• _Stated task_
Reproduce the listing below word for word, omitting the pictures.

• _Exercise input_
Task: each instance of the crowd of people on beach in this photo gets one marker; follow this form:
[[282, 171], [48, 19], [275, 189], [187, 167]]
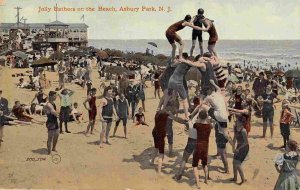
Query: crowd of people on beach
[[217, 101]]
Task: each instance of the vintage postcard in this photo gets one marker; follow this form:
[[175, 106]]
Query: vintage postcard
[[149, 95]]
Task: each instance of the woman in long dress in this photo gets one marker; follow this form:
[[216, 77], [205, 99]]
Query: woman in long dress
[[286, 165]]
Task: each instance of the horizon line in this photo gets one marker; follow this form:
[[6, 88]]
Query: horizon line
[[203, 40]]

• _Result of the exercise_
Task: each instance of the crowd of people on beach in this photo gets one marker; follow this form:
[[282, 171], [48, 19], [275, 189], [187, 167]]
Query: crowd of people on beach
[[217, 101]]
Task: each instance of the vintage postcard in this photo gets one marker; follow this form:
[[175, 106]]
Query: vintage postcard
[[149, 95]]
Task: each instance of the woman in long dress in this photo gets one marker; follow this form:
[[216, 77], [205, 99]]
Query: woman in long dress
[[286, 165]]
Task: each instance of the horizon line in this photo gets one marker; follow this form:
[[6, 88]]
Query: horizon line
[[203, 40]]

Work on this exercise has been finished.